### PAGE TEXT
What was your point of realization when you knew you wanted to design jewelry?

I'm actually a third generation jeweler. After university, I started out as a stock market analyst and then moved to consumer finance. After a few years doing that, I just really needed to do something that involved some creative output, [but] not to be a designer per se. So I got into one of the family businesses for its potential. I then took up gemology and jewelry design. The latter really helped me put my ideas on paper more fluently, and [helped me] think more three-dimensionally. I didn't really seek to be a designer, but I guess it just happened for me in that it was part of the job as a whole. It's been 11 years since.


How would you define your aesthetic, and your design perspective?

I really think about my pieces. I refine them quite a bit. I like things clean and streamlined. Very deliberate. I could make things glamorous and out there but I think majority of the things I design have a sort of subdued luxury feel to it, which all the more works with my focus on producing wearable pieces.

What do you find is the best thing about designing jewelry?

When I design for somebody or when I do a bespoke piece, it really is the greatest feeling to see them really appreciating the end product and for them to actually wear it.

What kind of jewelry do you love to see a woman wearing?

I like it when women mix it up a bit. Things don't necessarily have to match all the time. So whether it's a rope necklace or a cocktail ring or cuff worn all together, if it doesn't look contrived at all and they're really rocking it, I find that really sexy.

### DATASET CONTENT
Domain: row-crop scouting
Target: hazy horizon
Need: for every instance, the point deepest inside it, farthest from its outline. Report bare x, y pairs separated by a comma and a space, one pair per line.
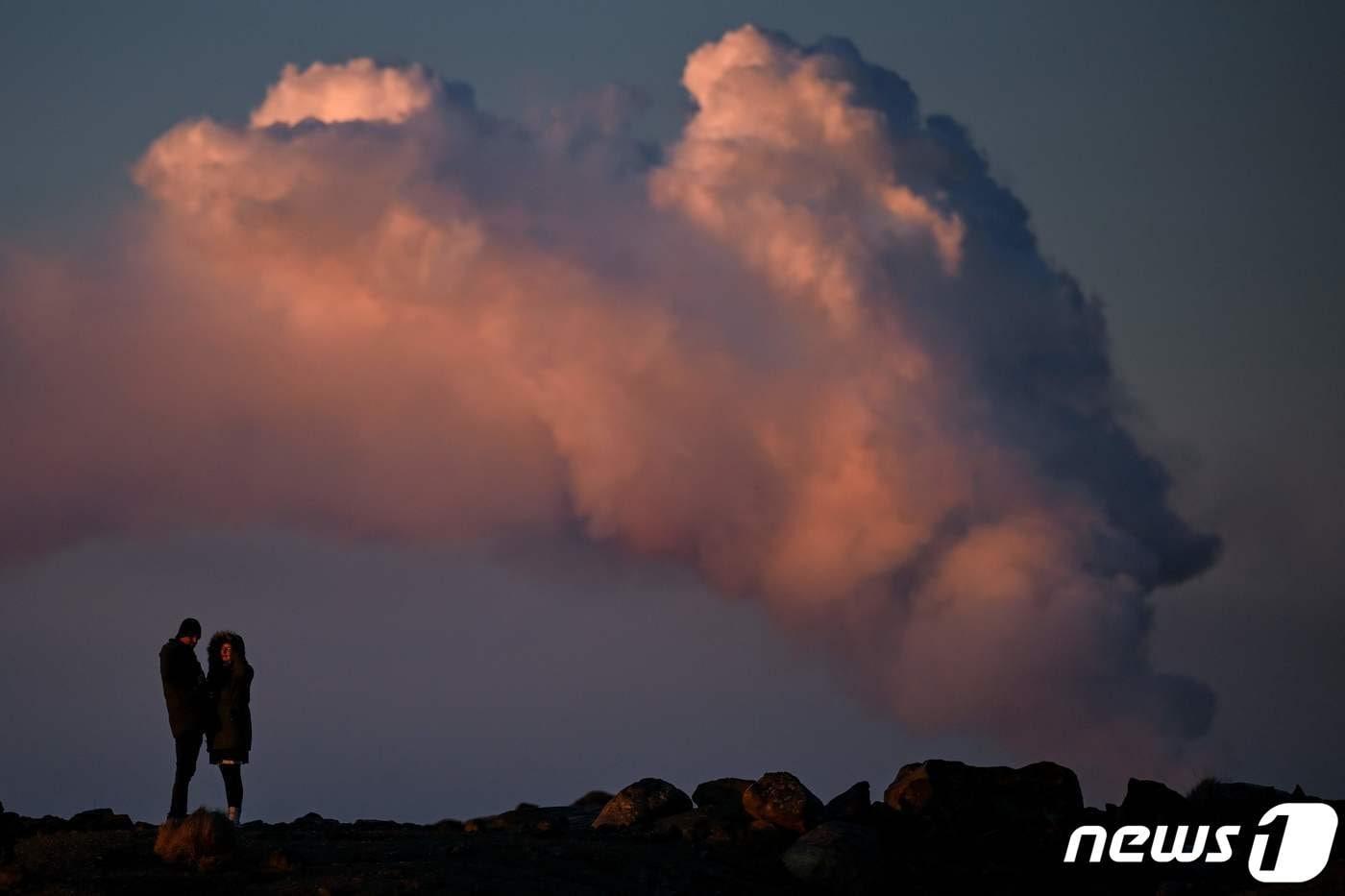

### BRIEF A
In the jewelry design interview, what job did the interviewee first hold after university?
### BRIEF B
Carry on the jewelry design interview from the point where it stops.
The material has no role in this exercise.

### WRITTEN REPLY A
Stock market analyst.

### WRITTEN REPLY B
What are you in the mood to see, in terms for jewelry, this season?

More movement, more colors, more wit. Though fine jewelry design tends to focus on being contemporary than seasonal, really.

If you had to pick, what is your favorite piece from Deux Yeux, and why?

The Y-necklace of faceted spinel beads with the lemon topaz and honey quartz drops; I just love the feel of this piece. I find it quietly extravagant. There's a rawness to it but it's still sophisticated. The stones are faceted but retain the general shape of the rough and I can just imagine using diamonds of these sizes back in the day.

What are you looking forward to in the year to come, both personally and professionally?

Maybe go somewhere I've never been to before. Just to open the mind a bit more. To be inspired. I've also been considering opening a new showroom somewhere but things have yet to come together in that aspect.